(Point annotation dataset records)
────
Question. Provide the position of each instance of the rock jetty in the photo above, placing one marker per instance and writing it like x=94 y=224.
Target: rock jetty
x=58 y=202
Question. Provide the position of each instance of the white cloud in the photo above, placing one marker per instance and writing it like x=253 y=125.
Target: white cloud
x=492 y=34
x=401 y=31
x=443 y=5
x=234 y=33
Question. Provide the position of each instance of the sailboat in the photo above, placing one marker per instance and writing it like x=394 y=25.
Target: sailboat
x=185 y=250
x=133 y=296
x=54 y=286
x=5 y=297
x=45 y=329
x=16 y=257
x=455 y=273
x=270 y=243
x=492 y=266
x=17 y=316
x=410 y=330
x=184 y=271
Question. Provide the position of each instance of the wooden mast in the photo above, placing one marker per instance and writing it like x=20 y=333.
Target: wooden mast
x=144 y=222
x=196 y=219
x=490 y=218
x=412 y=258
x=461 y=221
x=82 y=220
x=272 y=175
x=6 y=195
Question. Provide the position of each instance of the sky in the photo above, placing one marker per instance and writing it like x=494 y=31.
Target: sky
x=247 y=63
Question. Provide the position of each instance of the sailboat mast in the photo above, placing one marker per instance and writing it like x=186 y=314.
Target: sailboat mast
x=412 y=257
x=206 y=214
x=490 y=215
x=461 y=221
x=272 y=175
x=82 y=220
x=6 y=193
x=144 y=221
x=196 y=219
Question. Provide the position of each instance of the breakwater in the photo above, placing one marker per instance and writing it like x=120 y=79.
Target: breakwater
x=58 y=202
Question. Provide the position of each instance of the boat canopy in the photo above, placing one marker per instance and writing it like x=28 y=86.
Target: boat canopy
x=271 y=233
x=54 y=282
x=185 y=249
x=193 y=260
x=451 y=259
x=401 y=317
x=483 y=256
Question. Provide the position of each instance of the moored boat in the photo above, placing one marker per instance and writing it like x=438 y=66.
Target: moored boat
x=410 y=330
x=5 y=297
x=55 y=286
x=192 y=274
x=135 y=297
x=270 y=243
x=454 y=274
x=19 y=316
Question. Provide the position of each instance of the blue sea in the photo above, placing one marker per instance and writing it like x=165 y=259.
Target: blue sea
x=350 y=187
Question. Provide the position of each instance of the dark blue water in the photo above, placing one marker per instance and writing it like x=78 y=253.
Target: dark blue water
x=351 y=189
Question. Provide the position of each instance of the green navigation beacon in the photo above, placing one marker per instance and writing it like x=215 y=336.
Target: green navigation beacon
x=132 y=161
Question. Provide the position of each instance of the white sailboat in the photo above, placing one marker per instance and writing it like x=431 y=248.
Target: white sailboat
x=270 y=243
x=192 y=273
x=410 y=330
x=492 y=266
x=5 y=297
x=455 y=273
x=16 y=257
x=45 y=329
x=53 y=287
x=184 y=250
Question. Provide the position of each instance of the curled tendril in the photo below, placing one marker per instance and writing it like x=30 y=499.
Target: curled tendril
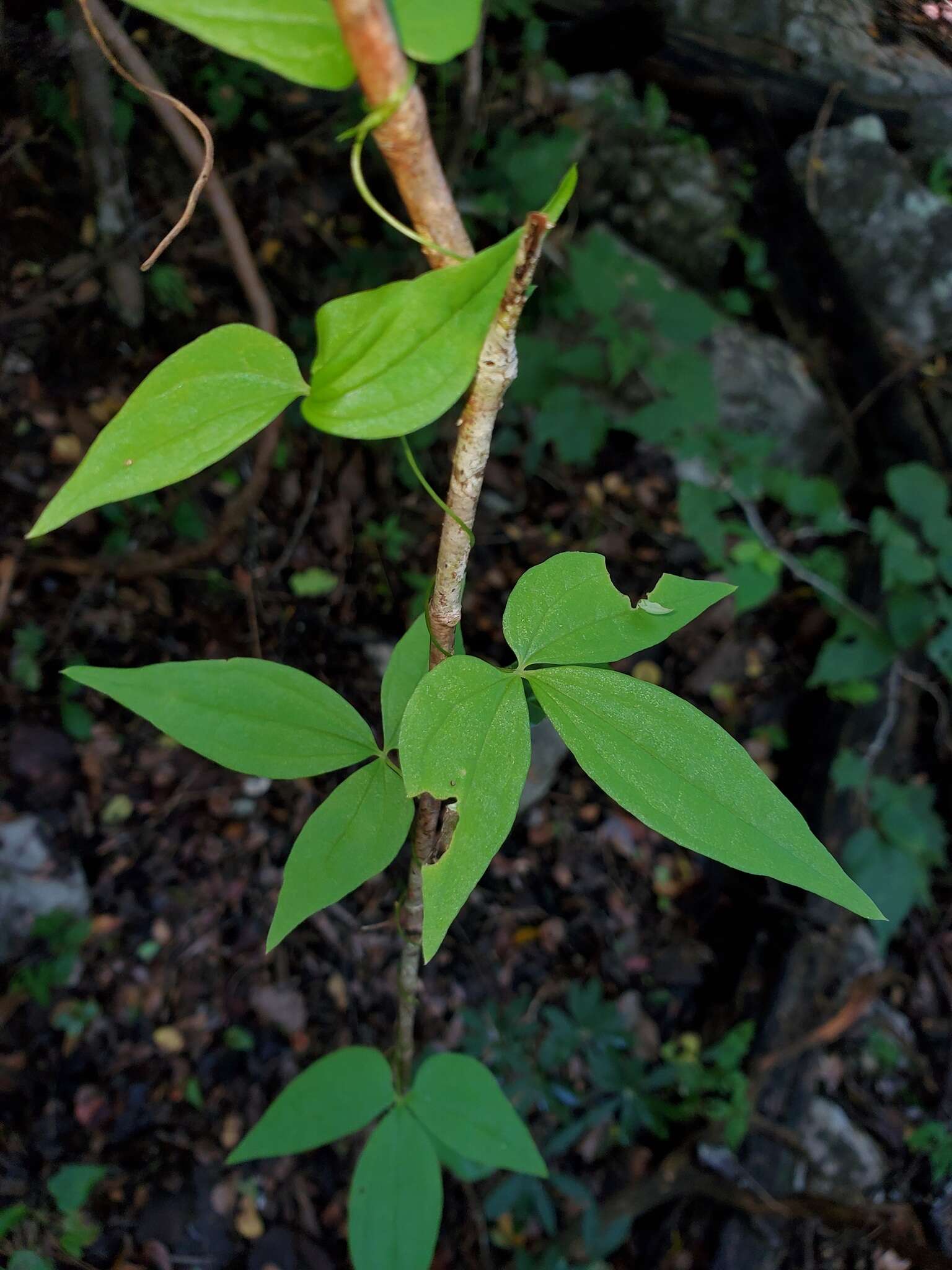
x=433 y=494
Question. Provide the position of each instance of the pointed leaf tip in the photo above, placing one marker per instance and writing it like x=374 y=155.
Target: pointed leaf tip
x=333 y=1098
x=254 y=717
x=685 y=778
x=195 y=408
x=462 y=1105
x=465 y=737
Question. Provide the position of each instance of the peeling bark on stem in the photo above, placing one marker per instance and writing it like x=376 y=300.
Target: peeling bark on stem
x=405 y=139
x=407 y=145
x=495 y=373
x=423 y=837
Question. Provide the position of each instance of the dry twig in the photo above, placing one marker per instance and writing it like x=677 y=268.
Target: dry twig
x=157 y=94
x=146 y=563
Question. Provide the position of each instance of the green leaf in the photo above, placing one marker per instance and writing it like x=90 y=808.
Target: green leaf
x=298 y=38
x=250 y=716
x=395 y=358
x=918 y=491
x=392 y=360
x=566 y=611
x=397 y=1198
x=76 y=1233
x=903 y=562
x=464 y=1170
x=465 y=737
x=862 y=653
x=408 y=665
x=432 y=31
x=684 y=598
x=312 y=582
x=71 y=1185
x=681 y=774
x=195 y=408
x=11 y=1217
x=460 y=1101
x=330 y=1099
x=352 y=836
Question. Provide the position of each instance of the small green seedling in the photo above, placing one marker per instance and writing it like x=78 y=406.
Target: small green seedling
x=390 y=361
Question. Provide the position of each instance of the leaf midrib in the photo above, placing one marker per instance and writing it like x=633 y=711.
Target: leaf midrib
x=679 y=776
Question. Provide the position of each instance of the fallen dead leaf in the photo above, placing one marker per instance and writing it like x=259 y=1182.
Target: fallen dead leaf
x=337 y=990
x=248 y=1220
x=169 y=1039
x=231 y=1130
x=283 y=1006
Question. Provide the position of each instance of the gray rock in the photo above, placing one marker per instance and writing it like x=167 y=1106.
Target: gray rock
x=763 y=388
x=666 y=195
x=890 y=233
x=844 y=1161
x=832 y=40
x=31 y=884
x=549 y=750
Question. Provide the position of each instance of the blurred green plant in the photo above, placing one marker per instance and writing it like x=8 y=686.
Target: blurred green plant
x=66 y=1221
x=58 y=939
x=574 y=1070
x=933 y=1140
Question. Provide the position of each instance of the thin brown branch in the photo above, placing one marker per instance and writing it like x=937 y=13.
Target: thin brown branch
x=883 y=1226
x=106 y=159
x=157 y=94
x=407 y=145
x=421 y=838
x=405 y=139
x=495 y=373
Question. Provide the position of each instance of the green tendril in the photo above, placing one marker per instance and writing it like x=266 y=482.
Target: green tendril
x=433 y=494
x=359 y=133
x=434 y=642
────
■ Written exercise
Rewrite the material above with "marker" swapped for "point" wherever it appears, keeping everything else the same, and leave the pictures out of your answer.

■ Complete answer
Question. Provide the position of each instance of the rock jetty in the photo above, placing one point per instance and writing it like x=94 y=224.
Target: rock jetty
x=58 y=202
Question. Provide the position of each instance of the white cloud in the photo above, placing one point per instance and writing it like x=253 y=125.
Target: white cloud
x=492 y=34
x=401 y=31
x=443 y=5
x=234 y=33
Question. Provide the position of each instance of the sailboat in the photo above, placing one point per instance and writing it like x=394 y=25.
Target: sailboat
x=185 y=250
x=133 y=296
x=54 y=286
x=5 y=297
x=45 y=329
x=16 y=257
x=455 y=273
x=270 y=243
x=492 y=266
x=17 y=316
x=410 y=330
x=184 y=271
Question. Provide the position of each instance of the wooden mast in the photo above, placing one point per instance and writing it like x=20 y=333.
Target: wooden mast
x=144 y=222
x=196 y=219
x=490 y=218
x=412 y=258
x=461 y=221
x=82 y=220
x=272 y=175
x=6 y=195
Question. Provide the position of each instance of the sky in the photo above, placing one point per instance and writing it like x=494 y=31.
Target: sky
x=247 y=63
Question. Provide the position of each instance of the sailboat mast in the photo above, placing one point per instance and writing it like x=186 y=314.
Target: sailboat mast
x=412 y=257
x=206 y=214
x=490 y=215
x=461 y=221
x=272 y=175
x=82 y=220
x=6 y=193
x=144 y=221
x=196 y=219
Question. Provide the position of each instance of the breakwater in the photo above, placing one point per instance and writing it like x=120 y=79.
Target: breakwater
x=58 y=202
Question. Provide the position of each instance of the boat canopy in the photo above, placing one point per instance and writing it like x=28 y=86.
Target: boat canopy
x=271 y=233
x=54 y=282
x=185 y=249
x=193 y=260
x=451 y=259
x=401 y=317
x=483 y=256
Question. Provide the position of each instance of the moored boat in the photo above, placing one point per instance and writing it like x=438 y=66.
Target: moored boat
x=410 y=330
x=5 y=297
x=55 y=286
x=192 y=274
x=135 y=297
x=270 y=243
x=454 y=274
x=19 y=316
Question. Provide the position of each instance of the blue sea in the photo above, placing one point per instance and writing it like x=165 y=259.
Target: blue sea
x=350 y=187
Question. Provide the position of each instance of the dark blue water in the photo above, placing one point per instance and writing it like x=78 y=253.
Target: dark blue water
x=351 y=189
Question. Provide the position of each instance of the green navigation beacon in the photo above, placing one point per instance and writing it like x=215 y=336.
Target: green navigation beacon
x=132 y=161
Question. Provide the position of each instance of the white sailboat in the photo above, placing one point per instance and writing it like x=431 y=248.
Target: white sailboat
x=270 y=243
x=192 y=273
x=410 y=330
x=492 y=266
x=5 y=297
x=455 y=273
x=16 y=257
x=45 y=329
x=53 y=287
x=184 y=250
Question. Provide the position of each instance of the curled tendril in the photo below, placing one point per instance and writing it like x=30 y=499.
Target: curled tendril
x=433 y=494
Question. Provide the position of each instance of the pointed leaf tip in the photo above, placing one point per instance and writing it like x=374 y=155.
Target: pointed leaf tip
x=333 y=1098
x=254 y=717
x=685 y=778
x=195 y=408
x=462 y=1105
x=465 y=737
Question. Provide the position of each instance of the peeling bark on stem in the photo above, placing one point per instance and writing it like x=376 y=300.
Target: peeling bark on stem
x=405 y=139
x=407 y=145
x=495 y=373
x=423 y=837
Question. Provide the position of each instance of the dry twig in the photo above, placing one point per instance and writing it like x=677 y=268.
Target: dry twig
x=157 y=94
x=146 y=563
Question. Provide the position of each instance of the green leaf in the photo above, placing one point per instance and writing it like x=90 y=808.
Target: green leaf
x=298 y=38
x=250 y=716
x=395 y=358
x=918 y=491
x=392 y=360
x=566 y=611
x=397 y=1198
x=76 y=1233
x=903 y=562
x=464 y=1170
x=465 y=737
x=862 y=653
x=408 y=665
x=432 y=31
x=684 y=598
x=312 y=582
x=71 y=1185
x=681 y=774
x=195 y=408
x=11 y=1217
x=460 y=1101
x=330 y=1099
x=352 y=836
Question. Provide the position of each instance of the small green seedling in the photo above, placing one point per instance and writing it like x=78 y=406.
Target: small green seedling
x=390 y=361
Question. Provide the position of each instance of the leaf midrib in the photo above, placing one point per instance and writing it like x=633 y=711.
Target: leaf midrib
x=679 y=776
Question. Provide the position of each instance of the fallen dead leaf in the photo above, placing one point per instance and writing it like x=259 y=1182.
Target: fallen dead leaf
x=337 y=990
x=248 y=1220
x=169 y=1039
x=231 y=1130
x=283 y=1006
Question. Provide the position of each instance of the gray rock in the photo above, placing one point per instance and writing it like x=167 y=1106.
Target: gray rock
x=763 y=388
x=666 y=195
x=890 y=233
x=844 y=1161
x=832 y=40
x=31 y=884
x=549 y=750
Question. Provide the position of each instance of the blurred green plant in the photo above, placing one point per instance and writing it like x=8 y=686.
Target: blurred green plant
x=66 y=1221
x=58 y=939
x=574 y=1070
x=933 y=1140
Question. Provide the position of each instance of the thin brown branch in the photo above, placing one point per instance and writing it like x=937 y=13.
Target: thin brown branch
x=883 y=1226
x=106 y=159
x=157 y=94
x=407 y=145
x=421 y=838
x=405 y=139
x=495 y=373
Question. Provide the position of each instance of the green tendril in the photo above, placing one point per instance and writing it like x=266 y=482.
Target: green tendril
x=433 y=494
x=359 y=133
x=434 y=642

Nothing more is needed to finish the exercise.